§ **Document section**
▼

We can thank Saint Paul for that gem. Sure he also said “in Christ there is no slave or free” and instructed masters to be merciful to their slaves because they ultimately served the same master in heaven, but neither of those satisfactorily addresses the fact that at no time did Paul (or Jesus, for that matter) explicitly condemn slavery. For most of Christian history, slavery was taken for granted, and that verse has been used to justify it.

Once the idea of slavery became unacceptable to almost all mainstream Christians, we weren’t sure what to do with Jesus’s seeming acceptance of it. Some of us tried to differentiate the experience of Biblical slavery versus pre-Civil War slavery in the United States, but in the end all slavery boils down to owning human beings as property. Shouldn’t Jesus have a problem with that?

▲

§ **Instruction A**
Pull out the records word for word, from the beginning of the records through the line that contains "[[101, 152]]", with both ends included.

(Location identification entries)
▼

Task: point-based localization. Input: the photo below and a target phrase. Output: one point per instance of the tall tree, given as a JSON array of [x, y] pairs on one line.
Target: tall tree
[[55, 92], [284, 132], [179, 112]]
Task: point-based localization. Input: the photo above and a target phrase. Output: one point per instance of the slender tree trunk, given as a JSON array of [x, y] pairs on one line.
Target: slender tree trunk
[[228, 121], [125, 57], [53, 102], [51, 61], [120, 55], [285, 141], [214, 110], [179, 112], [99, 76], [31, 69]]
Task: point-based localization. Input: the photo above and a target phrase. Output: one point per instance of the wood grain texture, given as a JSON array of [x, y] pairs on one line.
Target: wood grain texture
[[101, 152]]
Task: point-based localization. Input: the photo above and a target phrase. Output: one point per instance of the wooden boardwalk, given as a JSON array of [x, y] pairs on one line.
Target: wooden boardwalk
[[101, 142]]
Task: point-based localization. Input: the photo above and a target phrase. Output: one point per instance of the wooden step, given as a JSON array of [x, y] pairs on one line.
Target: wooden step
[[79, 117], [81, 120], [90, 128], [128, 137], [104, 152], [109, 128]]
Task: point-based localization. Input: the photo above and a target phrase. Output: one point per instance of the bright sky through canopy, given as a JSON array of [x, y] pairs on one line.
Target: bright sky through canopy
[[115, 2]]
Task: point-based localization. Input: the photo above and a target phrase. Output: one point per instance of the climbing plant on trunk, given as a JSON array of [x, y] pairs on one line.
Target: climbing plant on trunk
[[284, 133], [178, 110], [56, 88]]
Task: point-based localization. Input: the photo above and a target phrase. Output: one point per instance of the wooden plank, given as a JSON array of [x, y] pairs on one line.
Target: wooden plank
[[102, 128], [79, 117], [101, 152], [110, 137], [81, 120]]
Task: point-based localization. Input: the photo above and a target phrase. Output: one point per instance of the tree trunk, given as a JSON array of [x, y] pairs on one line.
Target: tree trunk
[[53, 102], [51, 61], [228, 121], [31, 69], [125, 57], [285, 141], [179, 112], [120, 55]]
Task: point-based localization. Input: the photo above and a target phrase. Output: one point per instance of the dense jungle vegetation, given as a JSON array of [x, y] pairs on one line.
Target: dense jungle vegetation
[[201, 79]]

▲

§ **Instruction B**
Copy the passage on Christianity and slavery word for word, from "We can thank" to "to justify it.".

§ **Exercise response A**
Task: point-based localization. Input: the photo below and a target phrase. Output: one point per instance of the tall tree, given as a JSON array of [x, y] pairs on one line.
Target: tall tree
[[55, 92], [284, 132], [179, 112]]
Task: point-based localization. Input: the photo above and a target phrase. Output: one point per instance of the slender tree trunk, given as a JSON array of [x, y] pairs on one line.
Target: slender tree trunk
[[228, 121], [125, 57], [53, 102], [51, 61], [120, 55], [285, 141], [214, 110], [179, 112], [99, 76], [31, 69]]
Task: point-based localization. Input: the photo above and a target phrase. Output: one point per instance of the wood grain texture, given as a JSON array of [x, y] pairs on one line.
Target: wood grain texture
[[101, 152]]

§ **Exercise response B**
We can thank Saint Paul for that gem. Sure he also said “in Christ there is no slave or free” and instructed masters to be merciful to their slaves because they ultimately served the same master in heaven, but neither of those satisfactorily addresses the fact that at no time did Paul (or Jesus, for that matter) explicitly condemn slavery. For most of Christian history, slavery was taken for granted, and that verse has been used to justify it.